■ **TASK STATEMENT**
Go through the records and copy each line where the word "tubular" occurs.

■ **INFORMATION**

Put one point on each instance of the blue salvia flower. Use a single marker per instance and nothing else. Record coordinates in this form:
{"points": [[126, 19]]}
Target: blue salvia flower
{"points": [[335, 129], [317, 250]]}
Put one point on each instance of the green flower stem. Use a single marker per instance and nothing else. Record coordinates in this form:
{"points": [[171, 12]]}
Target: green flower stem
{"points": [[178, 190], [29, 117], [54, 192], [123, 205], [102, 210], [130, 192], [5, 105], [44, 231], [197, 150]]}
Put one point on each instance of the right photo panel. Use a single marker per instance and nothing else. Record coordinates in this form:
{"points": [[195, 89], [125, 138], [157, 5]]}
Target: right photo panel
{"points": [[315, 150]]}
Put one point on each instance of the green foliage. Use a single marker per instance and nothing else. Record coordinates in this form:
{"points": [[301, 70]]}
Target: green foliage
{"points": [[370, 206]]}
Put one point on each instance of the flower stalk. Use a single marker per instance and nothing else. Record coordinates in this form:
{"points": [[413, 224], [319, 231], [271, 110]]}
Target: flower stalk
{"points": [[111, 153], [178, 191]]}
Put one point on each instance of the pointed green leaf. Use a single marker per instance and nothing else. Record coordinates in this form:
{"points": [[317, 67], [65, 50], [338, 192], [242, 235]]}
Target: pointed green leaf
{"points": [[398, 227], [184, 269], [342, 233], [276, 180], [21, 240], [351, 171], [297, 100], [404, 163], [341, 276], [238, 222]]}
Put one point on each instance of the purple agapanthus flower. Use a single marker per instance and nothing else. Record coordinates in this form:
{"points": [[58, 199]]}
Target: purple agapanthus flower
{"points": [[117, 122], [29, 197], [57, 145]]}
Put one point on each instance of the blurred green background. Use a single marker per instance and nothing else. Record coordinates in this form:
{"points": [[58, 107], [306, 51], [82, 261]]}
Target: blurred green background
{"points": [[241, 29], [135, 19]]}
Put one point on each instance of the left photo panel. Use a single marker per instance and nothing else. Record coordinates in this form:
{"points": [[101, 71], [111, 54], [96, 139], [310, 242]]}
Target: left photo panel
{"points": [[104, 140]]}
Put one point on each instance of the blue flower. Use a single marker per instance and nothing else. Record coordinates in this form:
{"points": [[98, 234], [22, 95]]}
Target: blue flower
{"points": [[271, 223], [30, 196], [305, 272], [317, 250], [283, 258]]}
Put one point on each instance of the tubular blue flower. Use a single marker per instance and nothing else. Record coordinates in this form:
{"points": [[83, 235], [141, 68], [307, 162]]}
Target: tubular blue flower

■ **YOUR SOLUTION**
Put one point on each instance of the tubular blue flower. Use a single marker per instance and nothing else. Record coordinates in this form:
Target: tubular blue flower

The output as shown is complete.